* WHAT TO DO
- A) Extract every line from the rows that contains the word "each".
- B) Write what comes next in the forum thread about selling train photos, starting right after its last sentence.

* TEXT SEGMENT
- - - -

# Can I sell this?



## jdh313 (Jun 1, 2014)

Hello,
To give a brief intro: I'm a photographer who mostly takes photos of trains.  I've recently started my own website and I thought that on the side I'll try to sell some prints.  Yes, I know I can't make a living off of it, and yes, I know it's tough to do.  The way I look at it: it isn't costing me anything to add the page, and if I make a few bucks, GREAT!  Anyway, I can't find a definite answer on whether or not I can sell a photo w/ the company name.  I'll put an example here, and please let me know if I can sell prints with this material.
Thank you!


----------



## KmH (Jun 1, 2014)

Assuming you are in the USA (no location in profile):

trademarks | Photo Attorney


----------



## jdh313 (Jun 1, 2014)

I added a location.  And thanks for the link!


----------



## bratkinson (Jun 3, 2014)

No doubt, you've been trackside enough in NJ and elsewhere to know you are not alone as a railfan with a camera. I've seen other railfans with everything from a cell phone to a point and shoot cameras to high end Canon or Nikon gear trackside. 

The question in my mind is: Is there a demand for your what you're offering? How many other railfans that know how to take quality images have high end camera gear (myself included) have considered making a few dollars on the side selling images? Is the market saturated? Is there enough market to justify ones' time and efforts? 

The problem is where to market your images. I've not discovered what the various RR oriented magazines may or may not pay. But I'm sure they get many images submitted for consideration and select precious few for publication, and sometimes it's a year or more before they use the image, unless it's a news item. A fair number of shots and a good article to go with it? You&#8217;ve probably got a winner. Various societies that publish calendars each year can always use a good image, but they are generally limited to donations, I suspect. The railroads themselves? I haven't seen any NS calendars, but the CSX calendar has all employee-submitted photographs on it. NS probably does the same.

- - - -

* RECORDS FOR THE EXERCISE
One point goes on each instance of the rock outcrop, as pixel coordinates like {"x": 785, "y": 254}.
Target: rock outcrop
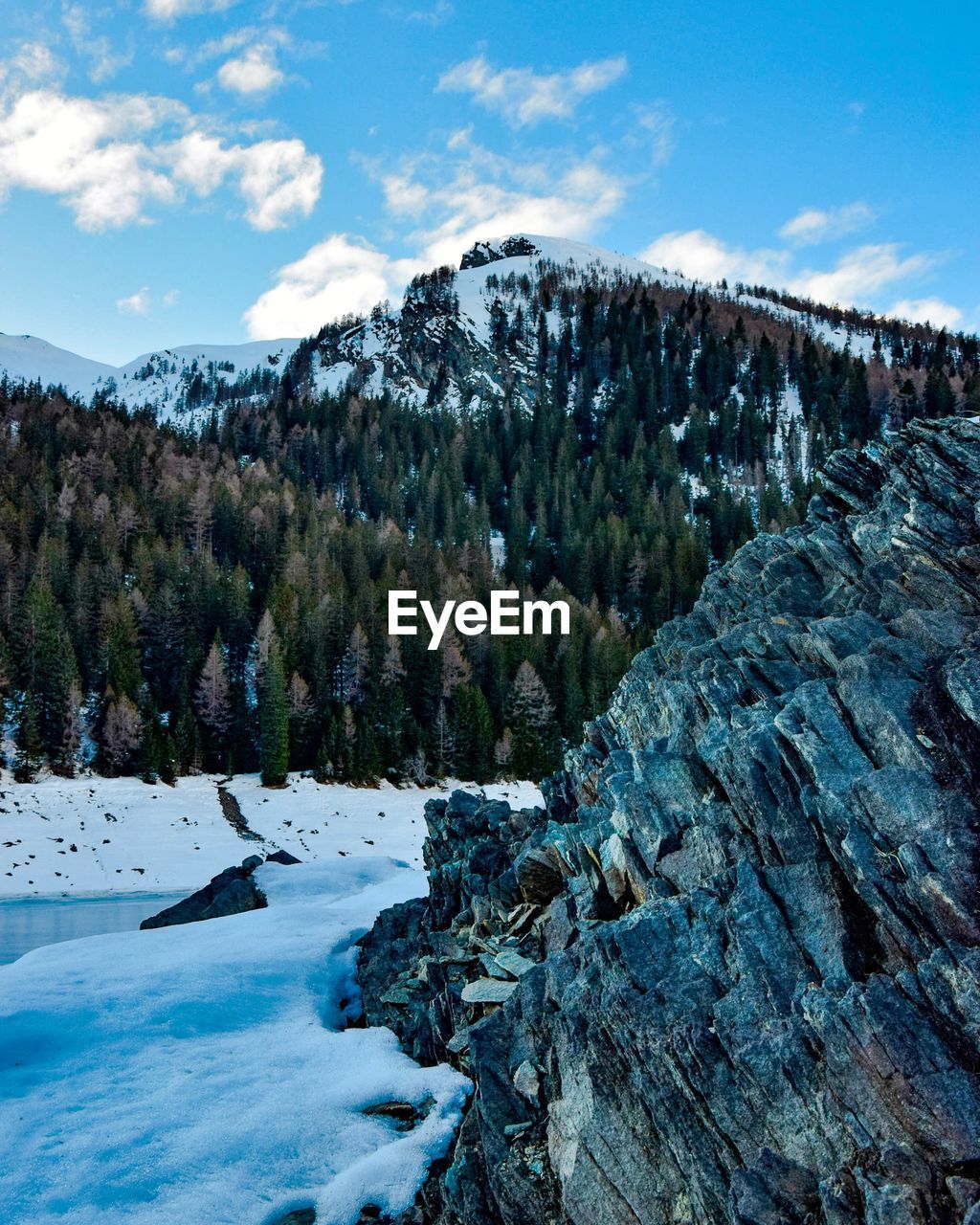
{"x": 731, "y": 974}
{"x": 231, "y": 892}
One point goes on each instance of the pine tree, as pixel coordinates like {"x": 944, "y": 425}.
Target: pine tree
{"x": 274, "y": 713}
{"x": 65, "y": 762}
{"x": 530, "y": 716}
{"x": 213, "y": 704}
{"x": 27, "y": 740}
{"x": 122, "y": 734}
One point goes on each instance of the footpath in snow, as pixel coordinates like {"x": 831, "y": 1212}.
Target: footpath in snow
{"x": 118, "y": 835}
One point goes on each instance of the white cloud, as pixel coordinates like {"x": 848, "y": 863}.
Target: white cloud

- - - -

* SET OF ANSWERS
- A)
One point goes on each instance of the rock outcrop, as pixel coordinates like {"x": 785, "y": 254}.
One point goes on each instance of the pine tree, as pixel coordinates like {"x": 944, "y": 425}.
One point goes on each instance of the footpath in snow, as pixel coordinates like {"x": 831, "y": 1212}.
One point goes on each instance of the white cloud, as pixel coordinates like {"x": 848, "y": 863}.

- B)
So, perhaps the web is the best place to sell your pictures. But, how are potential customers going to find your site? Not to rain on your parade, but trying to be 'seen' is likely the biggest issue. Throw in the various internet forums that have more than enough images out there to suit most armchair railroaders&#8217; desires. So what's left?

I've seen advertising here and there for CDs of rail-oriented images for sale. I haven't looked lately, but there's likely some CDs of images for this railroad or that railroad on ebay almost all the time. The issue is pricing. Between ebay seller fees and Paypal fees, there's 15% gone. Add in say, 30 minutes of your time to burn a CD and print the top of it with a nice image, etc. Cost of the CDs, sleeves or clear cases, packaging, USPS charges, etc. Maybe $7-8 dollars for a $30 CD is already gone, plus your time. And don't forget time to make postings, etc. Maybe make up batches of 5-10 CDs or (framed) prints and sell or consign them to some local model railroad stores. See if that gets some response.

My own guess is there aren't enough potential customers to pay, say, $50 for a 10x14 print, on archival paper, nicely framed. In years past, I've paid that for historical photographs, but I don't believe the 'market' is willing to pay that much these days. The sad truth is that any railfan with a digital camera can make enough prints to satisfy filling their walls with pictures. So unless you have a subject that a purchaser doesn&#8217;t have or can&#8217;t photograph themselves, the market is quite limited, in my estimation.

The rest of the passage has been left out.